__TEXT TO READ__
● ● ●

Nominations have opened for the 10th running of the Construction Computing Awards, also known as the ‘Hammers’. You have until 4 September to make your online nominations.
Nine of the 24 award categories require submission of a written entry that will be judged; 14 categories will continue to involve online voting; and a final category is the Construction Computing magazine editor’s choice.
Shortlists will be announced on 10 September with online voting opening for eight weeks up to 6 November. The awards event will be held at the Hotel Russell in London on 19 November.
I been a somewhat sceptical observer of this event since its inception (in 2007 I had a particularly acrimonious exchange with one of the former event organisers), criticising, among other things, its lack of transparency (the figures from the online voting have never been shared, something I again urged in 2009). In common with many industry awards events, participants can therefore sometimes suspect that sponsoring the awards and/or taking a table at the event increases a business’s chances of winning an award.

● ● ●

__DATA SECTION__
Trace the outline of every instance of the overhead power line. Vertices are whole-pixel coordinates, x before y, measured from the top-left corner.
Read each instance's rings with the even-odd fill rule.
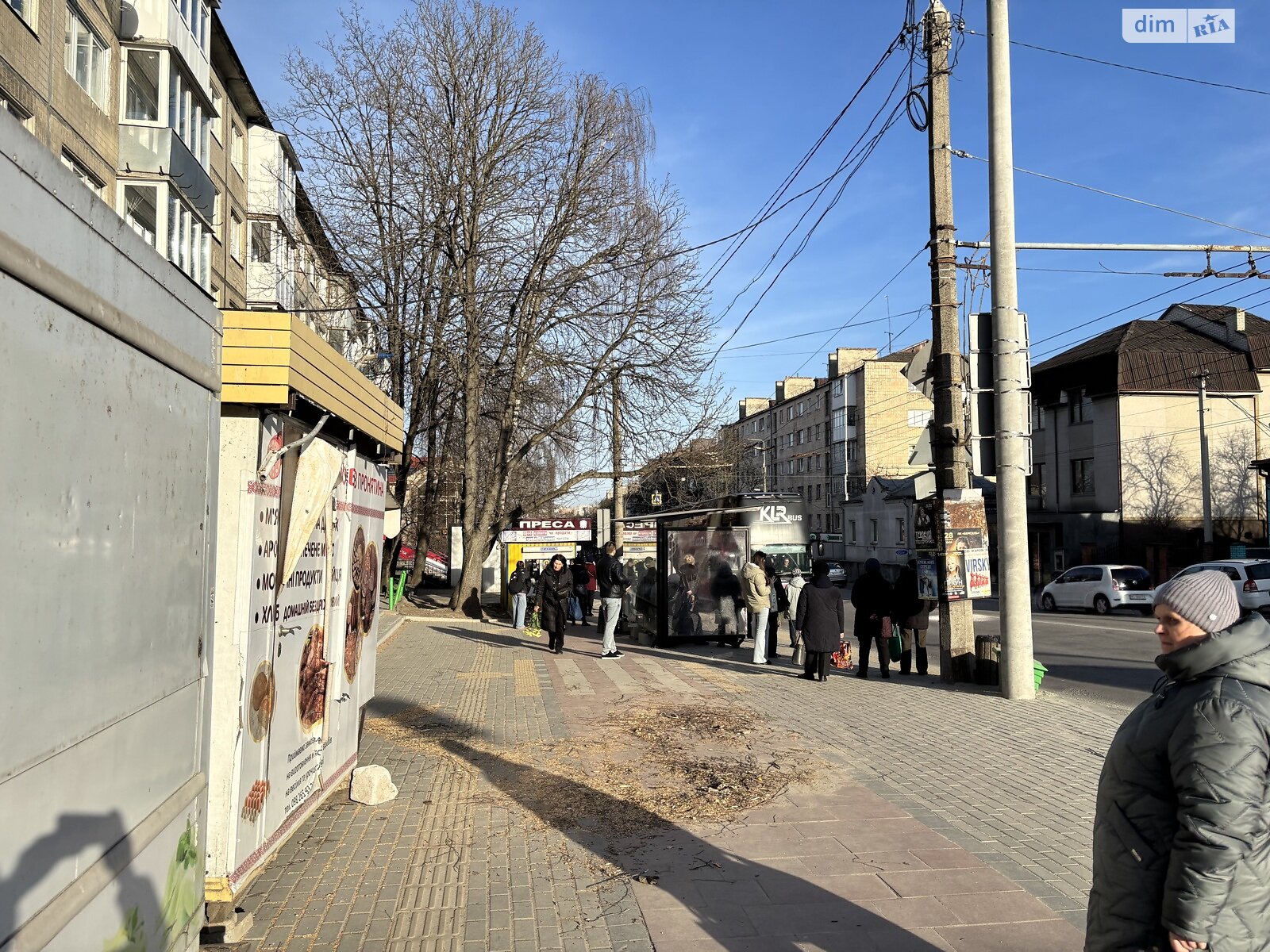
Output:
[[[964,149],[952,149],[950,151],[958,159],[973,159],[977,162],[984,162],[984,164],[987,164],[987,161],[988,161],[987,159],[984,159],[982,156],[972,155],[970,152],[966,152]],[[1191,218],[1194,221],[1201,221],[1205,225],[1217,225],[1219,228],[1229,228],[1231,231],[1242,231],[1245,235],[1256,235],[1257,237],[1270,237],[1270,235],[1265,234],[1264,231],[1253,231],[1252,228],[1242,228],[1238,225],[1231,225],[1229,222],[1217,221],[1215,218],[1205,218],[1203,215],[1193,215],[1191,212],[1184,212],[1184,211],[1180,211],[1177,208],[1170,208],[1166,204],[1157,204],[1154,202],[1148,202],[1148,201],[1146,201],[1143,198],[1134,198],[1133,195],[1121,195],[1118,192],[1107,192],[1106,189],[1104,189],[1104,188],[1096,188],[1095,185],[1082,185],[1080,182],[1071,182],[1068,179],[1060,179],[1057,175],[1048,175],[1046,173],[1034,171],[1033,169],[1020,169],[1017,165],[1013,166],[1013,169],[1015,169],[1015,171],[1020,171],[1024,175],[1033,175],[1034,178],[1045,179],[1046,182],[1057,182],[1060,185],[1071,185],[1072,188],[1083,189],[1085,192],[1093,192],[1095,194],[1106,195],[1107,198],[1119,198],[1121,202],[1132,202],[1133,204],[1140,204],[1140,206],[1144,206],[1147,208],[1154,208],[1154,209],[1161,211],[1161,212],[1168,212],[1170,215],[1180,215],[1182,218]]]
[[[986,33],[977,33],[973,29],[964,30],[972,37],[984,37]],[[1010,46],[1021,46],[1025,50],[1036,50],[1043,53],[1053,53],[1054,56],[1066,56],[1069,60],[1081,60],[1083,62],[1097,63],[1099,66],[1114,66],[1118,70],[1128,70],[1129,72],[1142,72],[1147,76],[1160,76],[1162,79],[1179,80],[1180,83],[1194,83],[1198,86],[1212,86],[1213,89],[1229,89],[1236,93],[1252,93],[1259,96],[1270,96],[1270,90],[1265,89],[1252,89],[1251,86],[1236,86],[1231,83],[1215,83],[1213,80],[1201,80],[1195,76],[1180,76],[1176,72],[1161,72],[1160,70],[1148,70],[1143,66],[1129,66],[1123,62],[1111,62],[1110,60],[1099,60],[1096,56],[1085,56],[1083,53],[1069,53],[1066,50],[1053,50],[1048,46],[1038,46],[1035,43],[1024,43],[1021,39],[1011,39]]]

● ● ●

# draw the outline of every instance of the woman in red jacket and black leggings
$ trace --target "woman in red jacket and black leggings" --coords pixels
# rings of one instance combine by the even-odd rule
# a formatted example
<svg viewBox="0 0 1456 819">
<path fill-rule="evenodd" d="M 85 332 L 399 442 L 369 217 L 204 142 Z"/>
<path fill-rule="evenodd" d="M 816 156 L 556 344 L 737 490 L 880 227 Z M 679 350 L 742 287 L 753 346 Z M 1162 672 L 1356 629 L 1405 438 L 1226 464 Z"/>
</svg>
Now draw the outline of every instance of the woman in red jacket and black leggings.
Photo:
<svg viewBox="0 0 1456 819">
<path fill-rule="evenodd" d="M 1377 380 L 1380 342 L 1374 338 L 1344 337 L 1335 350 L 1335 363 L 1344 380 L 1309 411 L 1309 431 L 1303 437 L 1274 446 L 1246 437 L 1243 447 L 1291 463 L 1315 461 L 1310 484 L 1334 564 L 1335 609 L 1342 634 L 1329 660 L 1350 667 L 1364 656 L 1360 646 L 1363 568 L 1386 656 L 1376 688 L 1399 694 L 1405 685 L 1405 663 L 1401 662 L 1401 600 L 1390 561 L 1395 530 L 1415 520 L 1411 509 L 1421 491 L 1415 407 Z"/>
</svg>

● ● ●

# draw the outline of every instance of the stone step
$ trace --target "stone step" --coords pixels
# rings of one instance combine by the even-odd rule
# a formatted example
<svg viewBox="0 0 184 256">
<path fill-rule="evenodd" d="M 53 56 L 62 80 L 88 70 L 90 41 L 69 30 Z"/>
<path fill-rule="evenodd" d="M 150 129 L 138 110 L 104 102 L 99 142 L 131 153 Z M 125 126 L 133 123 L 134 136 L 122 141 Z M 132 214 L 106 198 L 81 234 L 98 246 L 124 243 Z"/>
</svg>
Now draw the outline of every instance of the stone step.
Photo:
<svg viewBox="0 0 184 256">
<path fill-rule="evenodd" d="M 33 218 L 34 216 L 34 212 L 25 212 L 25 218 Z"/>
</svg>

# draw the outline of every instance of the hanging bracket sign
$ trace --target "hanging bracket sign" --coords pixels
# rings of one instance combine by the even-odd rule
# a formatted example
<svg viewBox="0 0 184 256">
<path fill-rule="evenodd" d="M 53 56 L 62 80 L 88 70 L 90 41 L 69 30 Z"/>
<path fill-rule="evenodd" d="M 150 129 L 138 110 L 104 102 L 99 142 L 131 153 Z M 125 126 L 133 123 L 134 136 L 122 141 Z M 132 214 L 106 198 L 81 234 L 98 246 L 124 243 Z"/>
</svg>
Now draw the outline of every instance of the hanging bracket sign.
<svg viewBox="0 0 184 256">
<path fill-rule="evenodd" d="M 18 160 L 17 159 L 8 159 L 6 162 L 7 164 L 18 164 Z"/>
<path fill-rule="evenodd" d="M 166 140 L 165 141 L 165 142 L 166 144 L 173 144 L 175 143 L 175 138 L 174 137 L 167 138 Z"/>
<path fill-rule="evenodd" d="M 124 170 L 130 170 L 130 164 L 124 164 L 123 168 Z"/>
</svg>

● ● ●

__SHORT EXERCISE 1__
According to the awards article, where will the awards event be held?
__SHORT EXERCISE 2__
List every date in the awards article that is given as a day and month.
__SHORT EXERCISE 3__
Retype the stretch of the awards article from "Nine of the" through "on 19 November.".
The listing has nothing to do with the awards article.

__WORKED SOLUTION 1__
At the Hotel Russell in London.

__WORKED SOLUTION 2__
4 September, 10 September, 6 November, 19 November

__WORKED SOLUTION 3__
Nine of the 24 award categories require submission of a written entry that will be judged; 14 categories will continue to involve online voting; and a final category is the Construction Computing magazine editor’s choice.
Shortlists will be announced on 10 September with online voting opening for eight weeks up to 6 November. The awards event will be held at the Hotel Russell in London on 19 November.